-- WORK INSTRUCTIONS --
Exact copies of all the entries are needed.

Data entries
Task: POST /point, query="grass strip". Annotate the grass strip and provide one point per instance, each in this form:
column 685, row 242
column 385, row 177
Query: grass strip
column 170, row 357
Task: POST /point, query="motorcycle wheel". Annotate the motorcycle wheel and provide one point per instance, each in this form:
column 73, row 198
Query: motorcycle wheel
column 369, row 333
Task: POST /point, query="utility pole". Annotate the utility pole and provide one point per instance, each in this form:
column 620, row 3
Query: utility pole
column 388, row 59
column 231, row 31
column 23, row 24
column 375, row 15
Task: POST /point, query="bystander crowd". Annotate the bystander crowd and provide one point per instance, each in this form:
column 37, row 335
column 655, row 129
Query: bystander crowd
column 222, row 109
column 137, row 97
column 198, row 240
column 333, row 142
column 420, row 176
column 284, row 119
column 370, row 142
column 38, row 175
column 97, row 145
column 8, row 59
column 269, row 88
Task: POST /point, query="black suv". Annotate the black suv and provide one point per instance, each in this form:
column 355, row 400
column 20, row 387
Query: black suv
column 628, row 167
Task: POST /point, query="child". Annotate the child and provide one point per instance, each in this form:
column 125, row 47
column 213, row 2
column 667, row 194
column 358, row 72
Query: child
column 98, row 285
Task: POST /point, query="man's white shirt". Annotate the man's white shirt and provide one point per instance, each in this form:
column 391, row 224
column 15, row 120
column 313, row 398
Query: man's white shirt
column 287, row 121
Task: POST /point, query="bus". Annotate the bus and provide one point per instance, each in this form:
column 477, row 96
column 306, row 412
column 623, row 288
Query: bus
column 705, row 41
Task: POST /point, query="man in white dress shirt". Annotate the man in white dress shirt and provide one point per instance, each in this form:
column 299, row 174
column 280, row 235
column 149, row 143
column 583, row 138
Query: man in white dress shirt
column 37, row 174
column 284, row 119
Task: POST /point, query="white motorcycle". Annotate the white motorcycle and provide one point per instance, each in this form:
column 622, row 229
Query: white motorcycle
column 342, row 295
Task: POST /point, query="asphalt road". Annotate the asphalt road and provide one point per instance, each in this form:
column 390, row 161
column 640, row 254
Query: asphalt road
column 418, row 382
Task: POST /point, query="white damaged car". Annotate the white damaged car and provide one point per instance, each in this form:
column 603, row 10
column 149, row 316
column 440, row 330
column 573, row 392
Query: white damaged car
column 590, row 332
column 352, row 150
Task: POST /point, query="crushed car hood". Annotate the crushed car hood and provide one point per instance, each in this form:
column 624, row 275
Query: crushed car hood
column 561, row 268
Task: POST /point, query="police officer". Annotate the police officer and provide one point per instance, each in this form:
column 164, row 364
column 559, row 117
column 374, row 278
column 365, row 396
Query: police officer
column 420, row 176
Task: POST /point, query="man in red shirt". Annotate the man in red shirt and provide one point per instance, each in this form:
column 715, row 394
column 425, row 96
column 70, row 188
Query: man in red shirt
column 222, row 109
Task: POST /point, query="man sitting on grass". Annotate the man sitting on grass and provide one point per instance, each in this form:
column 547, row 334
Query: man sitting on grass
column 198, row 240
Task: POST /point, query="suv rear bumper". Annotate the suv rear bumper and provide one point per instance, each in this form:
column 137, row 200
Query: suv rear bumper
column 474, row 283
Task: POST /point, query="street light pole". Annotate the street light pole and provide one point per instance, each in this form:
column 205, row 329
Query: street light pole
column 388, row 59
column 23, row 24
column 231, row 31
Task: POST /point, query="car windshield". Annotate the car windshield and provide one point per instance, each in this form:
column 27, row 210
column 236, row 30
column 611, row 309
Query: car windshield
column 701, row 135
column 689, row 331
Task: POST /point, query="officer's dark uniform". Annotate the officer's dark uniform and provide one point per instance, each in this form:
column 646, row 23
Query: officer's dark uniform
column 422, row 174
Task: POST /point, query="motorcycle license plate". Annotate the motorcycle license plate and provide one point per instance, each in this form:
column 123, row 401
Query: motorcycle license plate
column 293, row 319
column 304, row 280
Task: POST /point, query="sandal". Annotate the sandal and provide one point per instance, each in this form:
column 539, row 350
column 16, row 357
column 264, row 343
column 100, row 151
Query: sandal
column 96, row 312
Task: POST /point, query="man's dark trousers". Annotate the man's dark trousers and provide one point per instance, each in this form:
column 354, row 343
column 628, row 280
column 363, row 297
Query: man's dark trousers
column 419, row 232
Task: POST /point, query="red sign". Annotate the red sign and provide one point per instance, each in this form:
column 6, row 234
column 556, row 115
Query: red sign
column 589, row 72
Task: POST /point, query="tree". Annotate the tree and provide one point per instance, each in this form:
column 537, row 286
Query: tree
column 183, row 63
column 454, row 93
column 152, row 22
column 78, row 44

-- REPLY --
Task: POST /point, query="grass strip". Annotate the grass strip and provide one point per instance, each in this form:
column 685, row 242
column 385, row 177
Query: grass strip
column 170, row 357
Task: POST /point, query="motorcycle wheel". Annotate the motorcycle wheel and provide one point per instance, each in this form:
column 73, row 198
Query: motorcycle wheel
column 369, row 333
Task: POST /point, query="utility pole". Annotate the utility pole and provide one point per instance, each in this form:
column 620, row 3
Query: utility pole
column 388, row 59
column 231, row 31
column 23, row 24
column 375, row 15
Task: POST /point, query="bystander crowd". Annotate the bystander crowd and provide one point per instance, each in this form:
column 37, row 335
column 655, row 129
Query: bystander crowd
column 222, row 109
column 137, row 97
column 198, row 240
column 333, row 142
column 420, row 176
column 284, row 119
column 370, row 142
column 38, row 175
column 97, row 145
column 8, row 59
column 269, row 88
Task: POST /point, query="black suv". Annotate the black suv and provide one point per instance, each in this form:
column 355, row 400
column 20, row 387
Query: black suv
column 628, row 167
Task: POST /point, query="child". Annotate the child and provide one point per instance, each in this form:
column 125, row 47
column 213, row 2
column 667, row 194
column 358, row 72
Query: child
column 98, row 285
Task: POST /point, query="man's white shirt". Annotate the man's white shirt and provide one point per instance, each in this form:
column 391, row 224
column 15, row 120
column 313, row 398
Query: man's white shirt
column 287, row 121
Task: POST /point, query="bus". Annotate the bus and provide one point per instance, each in this form:
column 477, row 96
column 306, row 412
column 623, row 288
Query: bus
column 705, row 41
Task: POST /point, query="man in white dress shirt". Annotate the man in white dress shirt and provide one point per instance, each in this form:
column 299, row 174
column 280, row 235
column 149, row 143
column 583, row 138
Query: man in white dress shirt
column 37, row 174
column 284, row 119
Task: POST /point, query="white motorcycle". Annotate the white motorcycle and provide one point per instance, each in this form:
column 622, row 229
Query: white motorcycle
column 342, row 295
Task: POST /point, query="asphalt road". Annotate the asphalt road and provide one point per instance, each in this form:
column 390, row 161
column 640, row 254
Query: asphalt road
column 418, row 382
Task: POST /point, query="white damaged car". Annotate the white damaged car and provide one point per instance, each in this form:
column 603, row 10
column 149, row 316
column 440, row 330
column 573, row 392
Query: white damaged car
column 590, row 332
column 352, row 150
Task: POST /point, query="crushed car hood". Annotate the crushed car hood and provide one point per instance, each in this form:
column 624, row 275
Query: crushed car hood
column 561, row 268
Task: POST /point, query="police officer". Annotate the police officer and provide one point per instance, each in this form:
column 164, row 364
column 559, row 117
column 374, row 278
column 365, row 396
Query: police officer
column 420, row 176
Task: POST /point, query="man in red shirt". Annotate the man in red shirt and provide one point per instance, each in this form:
column 715, row 394
column 425, row 96
column 70, row 188
Query: man in red shirt
column 222, row 109
Task: POST /point, query="man sitting on grass". Annotate the man sitting on grass and provide one point per instance, each in this form:
column 547, row 334
Query: man sitting on grass
column 198, row 240
Task: POST /point, query="suv rear bumper". Annotate the suv rear bumper and provide one point per instance, each in this form:
column 137, row 200
Query: suv rear bumper
column 474, row 283
Task: POST /point, query="street light pole". Annotate the street light pole and provide one point per instance, each in this form:
column 205, row 329
Query: street light pole
column 388, row 59
column 23, row 24
column 231, row 31
Task: POST /point, query="car windshield". Annotate the car windshield and provide one point per instance, each in this form:
column 27, row 210
column 236, row 30
column 611, row 309
Query: car windshield
column 701, row 135
column 689, row 331
Task: POST /point, query="officer's dark uniform". Annotate the officer's dark uniform and provide one point per instance, each in this form:
column 646, row 23
Query: officer's dark uniform
column 422, row 174
Task: POST /point, query="motorcycle license plate". Annotate the motorcycle license plate and provide one point per instance, each in this form:
column 123, row 401
Query: motorcycle license plate
column 293, row 319
column 304, row 280
Task: POST /point, query="sandal". Annotate the sandal and provide one point per instance, each in this form:
column 539, row 350
column 16, row 357
column 264, row 343
column 100, row 151
Query: sandal
column 96, row 312
Task: POST /point, query="man's dark trousers". Annotate the man's dark trousers and provide one point per instance, each in this form:
column 354, row 343
column 628, row 280
column 363, row 297
Query: man's dark trousers
column 419, row 232
Task: POST /point, query="red sign". Annotate the red sign and provide one point per instance, each in this form:
column 6, row 234
column 556, row 115
Query: red sign
column 589, row 72
Task: POST /point, query="tree". Annotate the tree and provide one point per instance, each in this form:
column 537, row 286
Query: tree
column 183, row 63
column 454, row 93
column 152, row 22
column 78, row 44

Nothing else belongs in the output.